_Problem to solve_
Reproduce every entry that follows word for word, but omit the images.
=== Record excerpts ===
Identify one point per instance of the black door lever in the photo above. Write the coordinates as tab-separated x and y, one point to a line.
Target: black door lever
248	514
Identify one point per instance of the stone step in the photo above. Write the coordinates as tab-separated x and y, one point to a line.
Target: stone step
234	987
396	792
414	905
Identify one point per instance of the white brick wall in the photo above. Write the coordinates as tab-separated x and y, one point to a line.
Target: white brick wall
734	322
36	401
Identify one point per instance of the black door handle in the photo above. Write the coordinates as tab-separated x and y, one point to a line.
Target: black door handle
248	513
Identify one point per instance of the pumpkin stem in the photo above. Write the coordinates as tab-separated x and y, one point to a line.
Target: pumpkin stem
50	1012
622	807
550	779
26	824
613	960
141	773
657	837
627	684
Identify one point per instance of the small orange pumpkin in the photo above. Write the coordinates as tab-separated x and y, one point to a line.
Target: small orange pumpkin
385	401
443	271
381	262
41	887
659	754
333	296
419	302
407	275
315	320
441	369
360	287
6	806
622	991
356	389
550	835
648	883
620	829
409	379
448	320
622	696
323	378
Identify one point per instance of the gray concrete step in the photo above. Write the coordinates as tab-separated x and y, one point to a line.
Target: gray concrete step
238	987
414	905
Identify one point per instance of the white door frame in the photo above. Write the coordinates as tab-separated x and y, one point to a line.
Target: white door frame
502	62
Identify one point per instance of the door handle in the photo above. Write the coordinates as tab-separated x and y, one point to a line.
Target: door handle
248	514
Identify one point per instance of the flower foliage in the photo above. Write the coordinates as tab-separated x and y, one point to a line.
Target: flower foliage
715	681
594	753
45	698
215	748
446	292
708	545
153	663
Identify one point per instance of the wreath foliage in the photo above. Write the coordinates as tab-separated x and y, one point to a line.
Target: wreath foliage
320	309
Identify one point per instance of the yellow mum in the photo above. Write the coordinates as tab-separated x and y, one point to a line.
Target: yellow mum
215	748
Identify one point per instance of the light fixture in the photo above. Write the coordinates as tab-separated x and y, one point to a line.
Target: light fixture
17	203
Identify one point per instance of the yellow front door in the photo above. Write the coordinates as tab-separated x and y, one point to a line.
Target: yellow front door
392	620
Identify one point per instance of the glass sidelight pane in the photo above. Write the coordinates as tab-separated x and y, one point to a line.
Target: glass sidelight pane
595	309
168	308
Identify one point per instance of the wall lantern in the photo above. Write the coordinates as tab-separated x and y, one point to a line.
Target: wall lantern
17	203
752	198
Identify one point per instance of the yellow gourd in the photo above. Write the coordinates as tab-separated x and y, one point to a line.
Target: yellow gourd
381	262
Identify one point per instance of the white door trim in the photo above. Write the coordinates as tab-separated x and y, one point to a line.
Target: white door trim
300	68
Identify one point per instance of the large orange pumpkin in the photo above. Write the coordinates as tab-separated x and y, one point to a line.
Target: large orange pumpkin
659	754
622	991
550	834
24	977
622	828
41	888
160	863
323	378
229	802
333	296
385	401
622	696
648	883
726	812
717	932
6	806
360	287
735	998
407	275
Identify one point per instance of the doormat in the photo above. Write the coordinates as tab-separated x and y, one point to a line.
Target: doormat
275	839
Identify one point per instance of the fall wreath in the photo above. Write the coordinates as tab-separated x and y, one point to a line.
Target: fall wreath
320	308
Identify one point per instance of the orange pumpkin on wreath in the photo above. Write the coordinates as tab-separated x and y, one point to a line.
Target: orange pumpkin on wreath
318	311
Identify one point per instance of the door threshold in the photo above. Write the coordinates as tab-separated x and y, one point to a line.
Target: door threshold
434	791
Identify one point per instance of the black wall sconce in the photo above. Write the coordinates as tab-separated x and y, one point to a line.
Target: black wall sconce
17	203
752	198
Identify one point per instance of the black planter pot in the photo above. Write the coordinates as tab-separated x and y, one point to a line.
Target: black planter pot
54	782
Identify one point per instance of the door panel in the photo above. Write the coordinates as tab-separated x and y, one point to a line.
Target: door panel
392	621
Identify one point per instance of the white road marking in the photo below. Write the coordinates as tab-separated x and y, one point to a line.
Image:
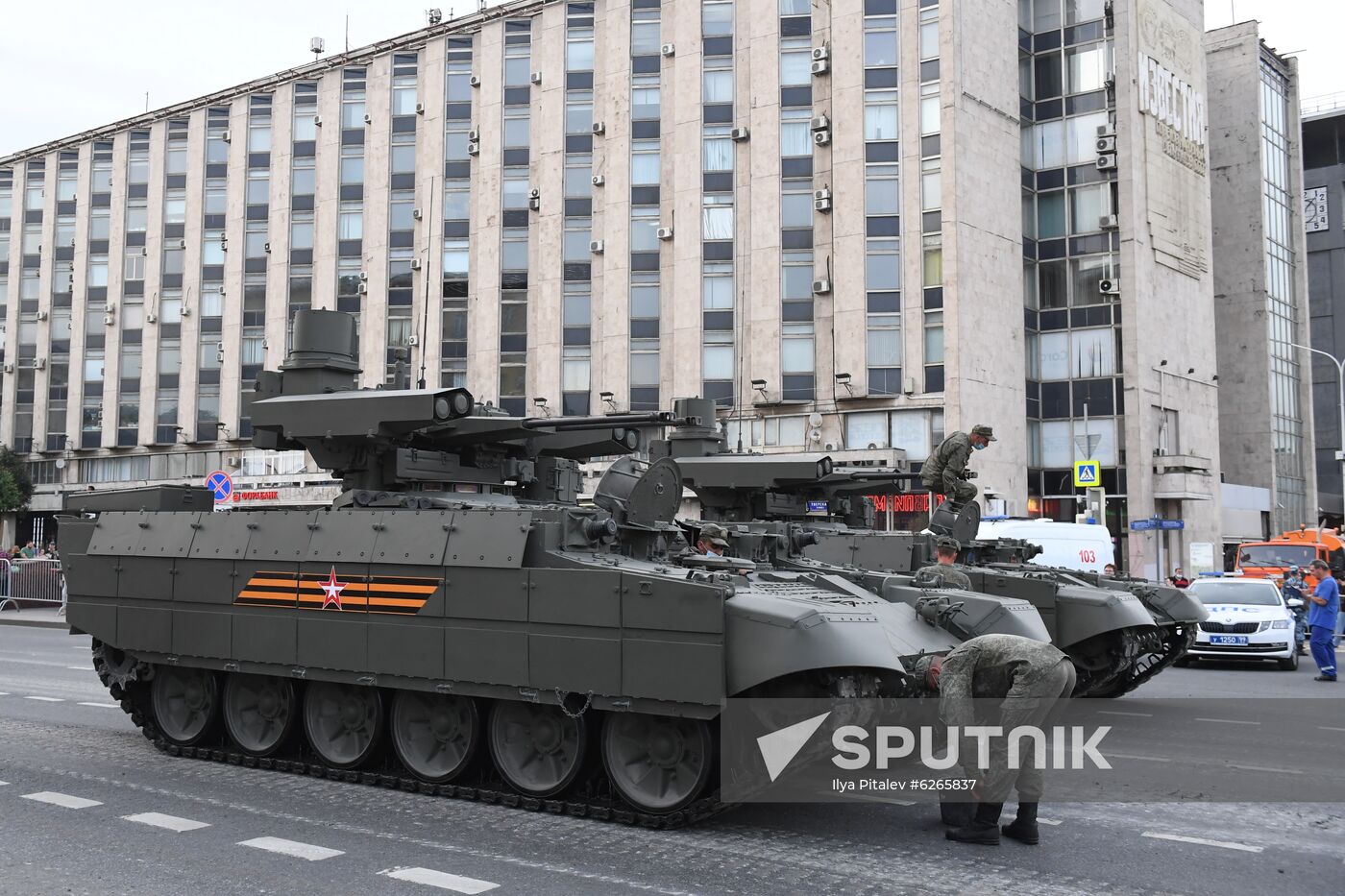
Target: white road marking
292	848
1277	771
1201	841
443	880
167	822
62	799
1147	759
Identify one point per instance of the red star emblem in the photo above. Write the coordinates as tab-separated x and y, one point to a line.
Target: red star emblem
331	591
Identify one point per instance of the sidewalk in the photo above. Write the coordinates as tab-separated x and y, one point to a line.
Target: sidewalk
43	617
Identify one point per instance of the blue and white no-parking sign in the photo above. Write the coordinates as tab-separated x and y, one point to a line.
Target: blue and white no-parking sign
222	485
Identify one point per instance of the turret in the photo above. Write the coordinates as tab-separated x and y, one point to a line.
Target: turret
385	443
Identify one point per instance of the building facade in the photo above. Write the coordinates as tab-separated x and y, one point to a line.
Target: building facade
1260	278
854	225
1324	220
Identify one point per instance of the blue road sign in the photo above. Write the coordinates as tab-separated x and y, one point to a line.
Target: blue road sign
1154	522
222	485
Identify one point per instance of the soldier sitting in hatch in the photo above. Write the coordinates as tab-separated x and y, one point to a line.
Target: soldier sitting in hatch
944	572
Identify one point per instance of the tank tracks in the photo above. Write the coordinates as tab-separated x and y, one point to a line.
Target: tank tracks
479	787
1173	647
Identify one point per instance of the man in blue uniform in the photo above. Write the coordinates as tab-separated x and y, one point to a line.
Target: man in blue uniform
1321	620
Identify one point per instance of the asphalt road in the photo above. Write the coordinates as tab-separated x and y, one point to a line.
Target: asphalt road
143	822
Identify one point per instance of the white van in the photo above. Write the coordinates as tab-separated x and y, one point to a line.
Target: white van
1066	545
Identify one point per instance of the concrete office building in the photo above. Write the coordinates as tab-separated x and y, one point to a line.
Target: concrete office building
1324	220
1260	280
853	224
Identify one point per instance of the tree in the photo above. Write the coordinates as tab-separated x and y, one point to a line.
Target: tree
15	483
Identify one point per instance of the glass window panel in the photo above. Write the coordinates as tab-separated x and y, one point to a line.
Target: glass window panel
928	114
795	138
1092	352
1086	69
717	222
645	302
578	56
645	37
867	429
795	67
1082	137
404	157
1051	215
880	49
353	114
880	121
717	86
1053	355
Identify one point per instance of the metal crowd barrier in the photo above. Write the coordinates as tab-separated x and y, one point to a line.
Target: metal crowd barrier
31	583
===
_Task solution_
Identify one point per instance of the black door lever in the photo above. Write the coordinates as tab-separated x and y, one point to a line.
Target: black door lever
248	514
Identify one point per instance of the stone step in the photo above. Write the coordinates as tab-separated x and y, one point to a line.
Target: stone step
234	987
396	792
414	905
Identify one point per instance of the white brick wall in the photo above. Write the coordinates as tab-separated x and y, one point to a line.
Target: white brick wall
734	322
36	401
Identify one point per instance of the black door handle in the photo above. Write the coordinates as tab-separated x and y, one point to a line.
Target: black door handle
248	513
Identify one point per instance of the pumpkin stem in the photo above. Write the coordinates as tab-separated x and y, one point to a line.
Target: pumpkin stem
50	1012
622	807
550	779
26	824
613	960
141	773
657	837
627	684
Identify one point per instance of the small orange pumpkin in the photo above. Write the coordinates as tab-separated x and y, one point to a line.
Target: small orange pumpkin
385	401
443	271
381	262
41	887
659	754
333	296
419	302
407	275
315	320
441	369
360	287
6	806
622	991
356	389
550	835
648	883
620	829
409	379
448	320
622	696
323	378
Identify one point per instance of the gray concrete step in the photo above. Write the coordinates as tab-separated x and y, one point to a line.
Target: gray concrete step
238	987
414	905
Identify one point per instance of the white door frame in the photo above. Write the coordinates as tab-separated x and y, one point to a line.
Target: white door frame
502	62
Identify one point per instance of the door handle in the photo above. Write the coordinates as tab-separated x and y, one point to a line.
Target: door handle
248	514
Identify one point per instance of the flower foliage in the photo above. Write the coordinates as tab-separated x and y, one point to a line.
Target: flower foliage
715	681
594	753
45	698
215	748
446	292
708	545
153	663
Identify one point per instance of the wreath foliage in the photo above. Write the coordinates as tab-separated x and y, one point to a line.
Target: wreath foliage
320	309
Identify one point per instance of the yellow mum in the photo above. Write the coordinates as tab-separated x and y, one point to a line.
Target: yellow mum
215	748
Identify one point per instance of the light fixture in the photo above. Write the coordinates as tab-separated x and y, one point to a line.
Target: light fixture
17	203
Identify one point per instance of the yellow front door in the photo above. Write the coordinates as tab-separated x and y, one point to a line.
Target: yellow front door
392	620
Identify one point per instance of the glass sidelight pane in the photo above. Write the coordinates as tab-separated x and y, one point to a line.
Target: glass sidelight pane
595	309
168	308
Identify one point per instance of the wall lantern in the photo above. Write the coordinates as tab-separated x and y, one point to a line.
Target: wall lantern
17	203
752	198
Identify one point per instance of the yellow gourd in the photo above. Write the coordinates as tab-separated x and y, one point to a line.
Target: yellow gourd
381	262
Identify one point per instance of the white door trim in the photo above. Write the coordinates as tab-separated x and y, one point to a line.
Target: white door trim
300	68
Identify one point per instance of the large orange pumpkin in the photo above. Write the coordinates as tab-separated x and y, one point to a line.
Target: large orange pumpkin
659	754
622	991
550	834
24	977
622	828
41	888
160	863
323	378
229	802
333	296
385	401
622	696
648	883
726	812
717	932
6	806
360	287
735	998
407	275
Identify one point per instance of the doormat in the photo above. Write the coordinates as tab-separated x and y, one point to a line.
Target: doormat
275	839
Identify one point per instance of the fall wreath in the photo above. Write the coordinates as tab-separated x and y, one point to a line.
Target: fall wreath
320	308
Identify one point per instance of the orange pumpkin on wreath in the photo above. Write the coordinates as tab-separated x and y, one point to a line.
Target: orange pumpkin on wreath
318	311
Identify one point per instance of the door threshold in the photo above. Write the coordinates as tab-separated x and y, one point to a line.
Target: door threshold
434	791
Identify one point per instance of the black wall sconce in the photo above. Write the coordinates as tab-separated x and y, one point to a line.
Target: black wall sconce
17	203
752	198
Identify one point per instance of the black planter pot in the photo above. Write the coordinates as tab-separated x and y, one point to a line.
Target: black planter pot
54	782
Identify one point per instance of the door panel in the photo above. Write the coordinates as tab-separated x and y, one point to a line.
Target: door panel
392	621
Identify one point per instance of the white road marking in the photo below. Write the coordinates as tab-separated x and y, one point to a line.
Image:
Target: white road marking
292	848
1277	771
1201	841
443	880
167	822
62	799
1147	759
Identify one point per instance of the red star emblem in the photo above. Write the coordinates as tab-separated x and y, one point to a line.
Target: red star emblem
331	591
Identify one point per instance of the sidewalk in the photo above. Write the coordinates as tab-separated x and y, one point to a line.
Target: sidewalk
43	617
Identify one point per instance of the blue and white no-parking sign in the photo above. Write the coordinates as tab-separated x and y, one point to a line.
Target: blue and white no-parking sign
222	485
Identify one point per instance of the turret in the photo above. Write the coordinates as tab-separated x and y, one point to a line.
Target: turret
385	443
Identify one point per instance of the building facade in the photo above. Write the coordinates as tab-separated x and y, one point to a line.
Target: building facade
1260	278
854	225
1324	220
Identify one point per instance of the blue road sign in the photo above. Write the coordinates as tab-separated x and y, one point to a line.
Target: blue road sign
1154	522
222	485
Identify one point per instance of the soldier sitting in hatch in the photo above. Write the coordinates as tab-separated x and y, one point to a line.
Target: soldier sitting in hatch
944	572
Identify one point per instance of the tank tracks in the photo above. Write the coordinates as tab-separated x and y, one point to a line.
Target: tank tracks
479	787
1173	647
Identify one point per instance of the man in blue uniform in the photo above. Write the coordinates as tab-separated x and y, one point to a line.
Target: man in blue uniform
1321	620
Identify one point per instance of the asphalt road in the photo above. Write the coordinates as tab-separated x and y, one point to a line.
Target: asphalt road
143	822
Identify one point per instance of the white van in the photo above. Write the coordinates as tab-separated x and y, one point to a line.
Target: white van
1066	545
Identify one point per instance of the concrete office building in the photo above. Write the coordinates as tab-separated x and y, one point to a line.
Target: concrete office building
1324	220
1260	280
853	224
Identify one point per instance of the tree in the photo above. Write the coordinates as tab-separated x and y, one point to a line.
Target: tree
15	483
Identify one point per instance of the glass window panel in the photo above. Write the coordinates as tab-separated x and y, one point to a line.
Target: glass window panel
928	114
795	138
1092	352
1086	69
717	222
645	302
578	56
645	37
867	429
795	67
1082	137
404	157
1051	215
880	49
353	114
880	121
717	86
1053	355
Identify one point per instance of the metal crowd barrier in the photo above. Write the coordinates as tab-separated x and y, one point to a line.
Target: metal crowd barrier
31	583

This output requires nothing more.